(Region pointing data)
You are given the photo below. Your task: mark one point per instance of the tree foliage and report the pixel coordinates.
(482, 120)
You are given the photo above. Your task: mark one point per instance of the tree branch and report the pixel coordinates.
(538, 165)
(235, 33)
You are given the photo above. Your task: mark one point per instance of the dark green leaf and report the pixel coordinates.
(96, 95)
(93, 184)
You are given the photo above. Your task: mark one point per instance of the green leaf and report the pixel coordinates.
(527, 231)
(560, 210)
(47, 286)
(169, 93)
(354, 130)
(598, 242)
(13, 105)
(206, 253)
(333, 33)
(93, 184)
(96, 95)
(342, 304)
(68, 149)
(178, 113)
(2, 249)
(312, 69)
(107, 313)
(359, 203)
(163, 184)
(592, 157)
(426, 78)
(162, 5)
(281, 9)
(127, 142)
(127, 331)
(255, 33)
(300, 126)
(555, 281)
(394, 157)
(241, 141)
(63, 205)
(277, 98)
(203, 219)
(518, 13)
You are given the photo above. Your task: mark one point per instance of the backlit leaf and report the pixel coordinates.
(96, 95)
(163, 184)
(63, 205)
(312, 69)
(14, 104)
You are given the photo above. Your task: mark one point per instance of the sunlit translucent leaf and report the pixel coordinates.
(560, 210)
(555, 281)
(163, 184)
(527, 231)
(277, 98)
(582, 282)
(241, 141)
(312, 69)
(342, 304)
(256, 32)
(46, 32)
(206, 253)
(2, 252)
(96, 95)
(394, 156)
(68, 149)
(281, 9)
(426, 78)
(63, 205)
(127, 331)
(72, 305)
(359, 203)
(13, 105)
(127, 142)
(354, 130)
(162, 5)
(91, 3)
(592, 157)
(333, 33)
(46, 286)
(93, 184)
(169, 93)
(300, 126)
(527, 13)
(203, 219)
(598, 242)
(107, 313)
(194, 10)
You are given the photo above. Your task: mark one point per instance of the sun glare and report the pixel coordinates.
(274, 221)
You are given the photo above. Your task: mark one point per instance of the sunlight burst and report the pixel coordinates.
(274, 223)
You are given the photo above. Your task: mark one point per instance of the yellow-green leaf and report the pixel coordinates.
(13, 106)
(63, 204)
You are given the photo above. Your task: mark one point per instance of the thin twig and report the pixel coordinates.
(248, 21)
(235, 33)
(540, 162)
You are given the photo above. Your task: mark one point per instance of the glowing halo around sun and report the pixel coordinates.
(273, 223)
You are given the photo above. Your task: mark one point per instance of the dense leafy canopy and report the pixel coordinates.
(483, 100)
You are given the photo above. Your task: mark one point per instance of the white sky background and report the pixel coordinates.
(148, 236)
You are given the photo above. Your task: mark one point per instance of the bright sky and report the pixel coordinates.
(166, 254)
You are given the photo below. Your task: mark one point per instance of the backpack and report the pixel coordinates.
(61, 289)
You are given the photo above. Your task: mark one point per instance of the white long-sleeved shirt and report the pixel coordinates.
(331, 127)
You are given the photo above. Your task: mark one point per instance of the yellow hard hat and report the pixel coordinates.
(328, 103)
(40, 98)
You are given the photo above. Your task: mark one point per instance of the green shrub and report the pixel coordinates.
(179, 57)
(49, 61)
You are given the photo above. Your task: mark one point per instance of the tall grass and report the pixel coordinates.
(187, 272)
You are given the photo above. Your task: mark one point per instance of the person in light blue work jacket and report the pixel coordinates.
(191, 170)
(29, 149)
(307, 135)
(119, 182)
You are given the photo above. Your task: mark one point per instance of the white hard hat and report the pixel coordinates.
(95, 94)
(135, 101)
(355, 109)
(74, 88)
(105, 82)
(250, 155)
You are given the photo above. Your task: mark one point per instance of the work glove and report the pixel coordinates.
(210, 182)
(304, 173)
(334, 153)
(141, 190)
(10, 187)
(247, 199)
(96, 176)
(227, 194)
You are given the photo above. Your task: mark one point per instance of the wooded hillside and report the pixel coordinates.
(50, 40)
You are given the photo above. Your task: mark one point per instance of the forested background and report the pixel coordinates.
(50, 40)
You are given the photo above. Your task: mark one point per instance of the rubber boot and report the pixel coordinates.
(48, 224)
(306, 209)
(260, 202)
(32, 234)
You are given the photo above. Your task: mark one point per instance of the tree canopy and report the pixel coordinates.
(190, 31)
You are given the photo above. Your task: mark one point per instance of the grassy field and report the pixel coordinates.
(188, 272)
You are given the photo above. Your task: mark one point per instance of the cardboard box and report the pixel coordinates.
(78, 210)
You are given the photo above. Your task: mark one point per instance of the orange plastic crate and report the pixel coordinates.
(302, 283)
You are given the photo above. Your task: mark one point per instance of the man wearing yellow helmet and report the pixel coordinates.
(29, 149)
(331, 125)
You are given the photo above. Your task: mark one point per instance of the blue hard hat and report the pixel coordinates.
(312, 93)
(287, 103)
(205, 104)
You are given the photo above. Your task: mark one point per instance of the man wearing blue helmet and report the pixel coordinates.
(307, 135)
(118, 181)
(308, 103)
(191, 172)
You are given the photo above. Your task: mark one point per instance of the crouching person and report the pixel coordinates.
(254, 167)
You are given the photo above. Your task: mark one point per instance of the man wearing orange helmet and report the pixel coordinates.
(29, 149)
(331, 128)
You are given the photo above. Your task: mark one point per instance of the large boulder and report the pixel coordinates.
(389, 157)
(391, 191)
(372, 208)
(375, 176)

● **EXERCISE DETAILS**: Transcribe the entries exactly.

● **EXERCISE ANSWER**:
You are given the photo below. Your task: mark one point per instance of the tree foliage and report the pixel coordinates.
(482, 120)
You are given the photo above. Your task: mark one point per instance of the tree branch and report the pixel coordinates.
(538, 165)
(235, 33)
You are given the photo above. Your task: mark one point per instance of the dark green leaf and report the pixel coordinates.
(96, 95)
(93, 184)
You are given the photo above. Your task: mark one point per instance of the green leaf and report the pixel coordinates.
(527, 231)
(560, 210)
(47, 286)
(169, 93)
(354, 130)
(598, 242)
(13, 105)
(206, 253)
(333, 33)
(93, 184)
(96, 95)
(342, 304)
(68, 149)
(178, 113)
(2, 249)
(312, 69)
(107, 313)
(359, 203)
(163, 184)
(592, 157)
(426, 78)
(162, 5)
(281, 9)
(127, 142)
(127, 331)
(255, 33)
(300, 126)
(555, 281)
(394, 157)
(241, 141)
(63, 205)
(277, 98)
(203, 219)
(518, 13)
You are given the photo above. Your task: mark one point per instance of the backlit leaf and report the pixel coordinates.
(96, 95)
(163, 184)
(63, 205)
(312, 69)
(14, 104)
You are given the photo above. Your task: mark one point per instance of the sunlit translucent leaf and report the pixel coordinates.
(560, 210)
(555, 281)
(163, 184)
(527, 231)
(277, 98)
(582, 282)
(241, 141)
(312, 69)
(342, 304)
(256, 32)
(46, 32)
(206, 253)
(2, 252)
(96, 95)
(394, 156)
(68, 149)
(281, 9)
(426, 78)
(63, 205)
(127, 331)
(72, 305)
(359, 203)
(13, 105)
(127, 142)
(354, 130)
(162, 5)
(91, 3)
(592, 157)
(333, 33)
(46, 286)
(93, 184)
(169, 93)
(300, 126)
(527, 13)
(203, 219)
(598, 242)
(107, 313)
(194, 10)
You are given the photo above. Your task: mark one point per instance of the sun glare and report the pixel coordinates.
(274, 221)
You are given the photo above. Your task: mark one point per instance of the sunlight burst and report the pixel coordinates.
(274, 223)
You are given the photo above. Your task: mark one point per instance of the yellow-green leaf and report the pixel coordinates.
(13, 106)
(63, 204)
You are given the photo above. Your task: mark one point per instance of the thin twig and report the pixel coordinates.
(248, 21)
(235, 33)
(540, 162)
You are given the photo above. Your task: mark one point per instance of the glowing halo around sun and report the pixel coordinates.
(273, 223)
You are given the photo above. Your task: mark one point per instance of the dense leafy canopy and report the pixel coordinates.
(483, 100)
You are given the photo above. Your task: mark one point per instance of the white sky background and report the pixel coordinates.
(148, 236)
You are given the photo above. Your task: mark one point per instance of the bright sky and report the pixel coordinates.
(166, 254)
You are given the photo below. Your task: mark one point per instance of the backpack and report the pixel coordinates.
(61, 289)
You are given the photo above. Your task: mark one point per instance of the white long-sleeved shirt and report the pixel coordinates.
(331, 127)
You are given the photo above. Your task: mark one point per instance of the yellow hard hat and report the pixel coordinates.
(328, 103)
(40, 98)
You are given the photo above. Your task: mark one point per instance of the green shrub and report the pixel coordinates.
(179, 57)
(49, 61)
You are given the photo above. Your task: mark one point per instance of the tall grass and report the pixel coordinates.
(187, 272)
You are given the photo above. Your task: mark one point per instance of the person in light blue work jacket and report the pixel coordinates.
(191, 170)
(29, 149)
(307, 135)
(119, 182)
You are given the photo above. Your task: mark one point per instance of the white hard hat and report the pixel coordinates.
(95, 94)
(135, 101)
(355, 109)
(74, 88)
(105, 82)
(250, 155)
You are given the photo above. Your task: mark one point per instance of the work glove and report the pixel coordinates.
(210, 182)
(304, 173)
(334, 153)
(141, 190)
(10, 187)
(247, 199)
(96, 176)
(227, 194)
You are given the photo above. Your task: mark one point per instance of the wooded hillside and report the pixel coordinates.
(50, 40)
You are given the photo above. Your task: mark one point per instance of the forested background and report the pixel coordinates.
(50, 40)
You are given the photo above. Your task: mark one point per instance of the rubber boot and report the pixel coordinates.
(48, 224)
(306, 209)
(260, 202)
(32, 234)
You are given the photo above. Your task: mark one point per instance of the tree canopy and report the pixel coordinates.
(190, 31)
You are given the photo above. Your task: mark one point per instance of the grassy field and report the pixel coordinates.
(188, 272)
You are given the photo above. Your task: mark one point per instance of the cardboard box and report the pixel coordinates.
(78, 210)
You are given the photo above. Your task: mark one point per instance of the orange plastic crate and report the pixel coordinates.
(302, 283)
You are given the photo above. Your task: mark one point per instance of the man wearing yellow helmet and report the pixel coordinates.
(29, 149)
(331, 125)
You are given the photo above. Your task: mark one point per instance of the blue hard hat and report the pixel coordinates.
(312, 93)
(287, 103)
(205, 104)
You are given the photo above. Your task: mark one point per instance of the man wearing blue helmet and report the pixel coordinates.
(307, 135)
(118, 181)
(308, 103)
(191, 172)
You are given the photo above. Your task: mark one point per instance of the crouching person and report the pixel coordinates.
(254, 167)
You are given the photo above. Your task: mark one point per instance of the man wearing orange helmet and report the pixel coordinates.
(29, 149)
(331, 128)
You are given the photo above. Your task: mark one point per instance of the large boulder and report the pixel coordinates.
(389, 157)
(391, 191)
(372, 208)
(375, 176)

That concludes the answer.